▸ **What the task asks**
Swap every "single line" for "one line" in the entries below and reproduce them otherwise unchanged.

▸ **Task input**

^^^^

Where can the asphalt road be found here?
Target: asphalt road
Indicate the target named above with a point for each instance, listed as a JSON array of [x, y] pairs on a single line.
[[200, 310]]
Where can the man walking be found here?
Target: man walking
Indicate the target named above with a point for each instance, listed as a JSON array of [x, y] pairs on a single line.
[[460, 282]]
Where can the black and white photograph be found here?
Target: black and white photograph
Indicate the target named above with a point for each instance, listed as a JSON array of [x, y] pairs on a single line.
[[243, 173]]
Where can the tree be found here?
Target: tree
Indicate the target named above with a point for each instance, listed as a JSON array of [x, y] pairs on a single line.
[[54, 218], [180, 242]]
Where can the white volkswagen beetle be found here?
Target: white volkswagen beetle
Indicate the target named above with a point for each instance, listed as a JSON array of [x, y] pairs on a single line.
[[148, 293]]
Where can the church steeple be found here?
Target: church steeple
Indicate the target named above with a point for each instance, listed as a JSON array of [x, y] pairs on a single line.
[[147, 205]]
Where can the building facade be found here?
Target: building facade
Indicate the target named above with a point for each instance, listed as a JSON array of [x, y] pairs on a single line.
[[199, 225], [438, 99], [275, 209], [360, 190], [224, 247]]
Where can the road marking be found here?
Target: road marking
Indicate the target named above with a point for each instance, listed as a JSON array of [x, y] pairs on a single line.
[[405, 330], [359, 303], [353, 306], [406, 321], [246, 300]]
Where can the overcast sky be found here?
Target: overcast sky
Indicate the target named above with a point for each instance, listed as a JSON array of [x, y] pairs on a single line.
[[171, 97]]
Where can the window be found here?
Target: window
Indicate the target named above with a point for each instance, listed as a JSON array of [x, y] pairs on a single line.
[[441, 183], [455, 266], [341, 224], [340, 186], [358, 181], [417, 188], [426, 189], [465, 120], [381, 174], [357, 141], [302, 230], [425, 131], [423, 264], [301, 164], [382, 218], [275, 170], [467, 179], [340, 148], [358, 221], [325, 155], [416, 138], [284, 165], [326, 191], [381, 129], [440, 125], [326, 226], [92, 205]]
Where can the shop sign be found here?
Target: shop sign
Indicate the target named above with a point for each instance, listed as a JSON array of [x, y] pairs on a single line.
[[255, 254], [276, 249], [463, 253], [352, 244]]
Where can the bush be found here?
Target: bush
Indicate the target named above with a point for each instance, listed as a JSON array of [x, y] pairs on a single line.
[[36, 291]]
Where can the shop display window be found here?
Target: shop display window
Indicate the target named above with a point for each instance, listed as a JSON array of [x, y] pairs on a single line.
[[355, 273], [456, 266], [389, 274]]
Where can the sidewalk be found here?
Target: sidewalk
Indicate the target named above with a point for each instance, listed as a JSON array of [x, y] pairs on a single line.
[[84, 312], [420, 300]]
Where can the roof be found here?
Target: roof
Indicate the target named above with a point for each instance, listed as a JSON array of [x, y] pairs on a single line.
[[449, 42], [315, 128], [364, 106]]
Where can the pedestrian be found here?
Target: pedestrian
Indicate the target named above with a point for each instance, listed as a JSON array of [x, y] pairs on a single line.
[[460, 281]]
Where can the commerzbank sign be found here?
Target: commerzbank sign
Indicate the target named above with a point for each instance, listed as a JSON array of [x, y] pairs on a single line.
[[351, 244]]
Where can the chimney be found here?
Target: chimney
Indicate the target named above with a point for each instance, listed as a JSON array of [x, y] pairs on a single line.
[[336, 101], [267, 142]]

^^^^

▸ **Solution to this task**
Where can the asphalt road be found here?
Target: asphalt road
Indicate the target named above with a point for each instance, listed as a JSON array of [x, y] pairs on a one line.
[[200, 310]]
Where can the man walking be found here?
Target: man walking
Indicate the target named above with a point for each instance, listed as a JSON array of [x, y] pairs on a one line.
[[460, 282]]
Where can the black and white photograph be found here?
Target: black and white photograph
Indicate the target named above with a point for each instance, listed as a JSON array of [x, y] pairs on a one line.
[[243, 173]]
Where can the tree be found here?
Target: tree
Indicate the target named above with a point for each instance, listed as a JSON array of [x, y] pairs on a one line.
[[54, 218], [180, 242]]
Where can the white volkswagen beetle be found here?
Target: white volkswagen beetle
Indicate the target named above with a point for each instance, listed as a JSON array of [x, y] pairs on a one line.
[[148, 293]]
Where can the church steeple be found here?
Target: church steeple
Indicate the target named above with a point for each instance, listed as a JSON array of [x, y] pairs on a one line.
[[147, 205]]
Where can the building facade be found here?
Target: building facade
Indicate the target named above with a point for each instance, listed as a JSON array of [x, y] pairs on a one line.
[[199, 225], [438, 99], [275, 209], [360, 190], [224, 247]]
Where can the road marking be found here?
Target: road marking
Indicate the target named above with a point for each instance, listed as a JSON array of [x, y] pairs on a one line.
[[405, 330], [359, 303], [353, 306], [406, 321], [246, 300]]
Where can the overcast sky be found here?
Target: overcast sky
Indicate the target named above with a point for each instance, listed as a JSON array of [x, y] pairs on a one line.
[[171, 97]]
Where can the window be found here?
Target: window
Indicate the target named above with a point for each instance, listed as a JSON array of [x, y] pairs on a one line.
[[441, 183], [455, 266], [341, 224], [340, 186], [358, 181], [417, 188], [426, 189], [465, 120], [381, 174], [357, 141], [302, 230], [425, 131], [423, 264], [301, 164], [382, 218], [275, 170], [467, 179], [340, 148], [358, 221], [325, 155], [416, 138], [284, 165], [326, 191], [381, 129], [440, 125], [326, 226], [92, 205]]
Where can the shop sign be found here?
Target: shop sign
Indicate the target named above with a point for each instance, listed as a JSON array of [x, y] pairs on a one line.
[[255, 254], [276, 249], [463, 253], [352, 244]]
Where can the bush be found here?
Target: bush
Indicate the target named above with a point for each instance, listed as a JSON array of [x, y] pairs on a one line.
[[36, 291]]
Where can the shop display window be found here?
Target: shop display window
Indicate the target named above with a point for each instance, listed as a JSON array of [x, y] pairs on a one line.
[[355, 273], [456, 266], [389, 274]]
Where can the sidewalk be found here?
Target: sidewalk
Indicate the target named above with a point for each instance, listed as a JSON array of [x, y] pairs on a one line.
[[84, 312], [420, 300]]
Where can the roof be found here?
Target: roof
Indicate the target named above with a point for each instance, listed as a JSON array of [x, y] pairs on a one line.
[[449, 42], [315, 128], [364, 106]]
Where can the pedestrian be found here?
Target: pedestrian
Indicate the target named above with a point for each instance, listed as a JSON array of [x, y] pairs on a one line.
[[460, 281]]
Where can the commerzbank sign be found here?
Target: commerzbank sign
Indicate the target named above with a point for each instance, listed as a JSON array of [x, y] pairs on a one line.
[[351, 244]]
Where can the chimney be found here?
Target: chimney
Indicate the target named above with a point for each instance, listed as a JSON array of [x, y] pairs on a one line.
[[336, 101], [267, 142]]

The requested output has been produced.